Texto fornecido.
----

Posso dizer que renasci, pelo menos é assim que sinto. Por um segundo, pensei que tudo estava perdido e dei-me conta de como amo esta vida. Foi um segundo, uma distracção por excesso de confiança, que paguei com sangue e lágrimas. Mas fui poupada e, de cada vez que fecho olhos e recordo a escuridão que me engoliu naquela noite sem estrelas, sentindo o medo tão entranhado na minha pele, agradeço por ainda estar aqui.
Que a morte do Francisco sirva para vos lembrar da fragilidade da nossa humanidade. Aproveitem o dia, cada dia, não adiem sonhos, não abdiquem do presente em prol de um futuro que é sempre incerto. Mas não se esqueçam, nem por um momento, que a vida é o nosso bem mais precioso e delicado e que por isso devemos protegê-la, mantê-la, cuidar dela. Porque “todos os momentos são brilhantes diamantes”...

terça-feira, abril 18, 2006

Juventude (em nome da Amizade)

----

Conjunto de dados.

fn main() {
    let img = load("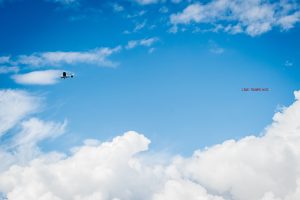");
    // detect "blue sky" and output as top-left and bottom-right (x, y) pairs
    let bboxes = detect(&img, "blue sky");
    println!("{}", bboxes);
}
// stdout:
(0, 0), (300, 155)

----

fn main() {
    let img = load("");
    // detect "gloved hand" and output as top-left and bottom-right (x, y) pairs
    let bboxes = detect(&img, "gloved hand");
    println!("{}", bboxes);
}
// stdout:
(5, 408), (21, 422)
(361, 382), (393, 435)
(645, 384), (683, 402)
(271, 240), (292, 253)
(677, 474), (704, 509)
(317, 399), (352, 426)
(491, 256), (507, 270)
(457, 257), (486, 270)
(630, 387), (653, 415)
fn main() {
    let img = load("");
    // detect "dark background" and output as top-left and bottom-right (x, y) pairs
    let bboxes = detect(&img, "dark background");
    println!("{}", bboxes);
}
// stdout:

----

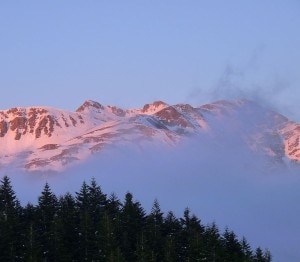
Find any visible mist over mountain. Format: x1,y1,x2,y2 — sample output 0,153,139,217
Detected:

----

Tarefa proposta 1.
Segundo o texto fornecido, a morte de quem deve servir para lembrar a fragilidade da nossa humanidade?
Tarefa proposta 2.
Liste as ações que, de acordo com o texto fornecido, devemos ter para com a vida por ela ser o nosso bem mais precioso e delicado.

Resultado 1.
A morte do Francisco.

Resultado 2.
Protegê-la, mantê-la e cuidar dela.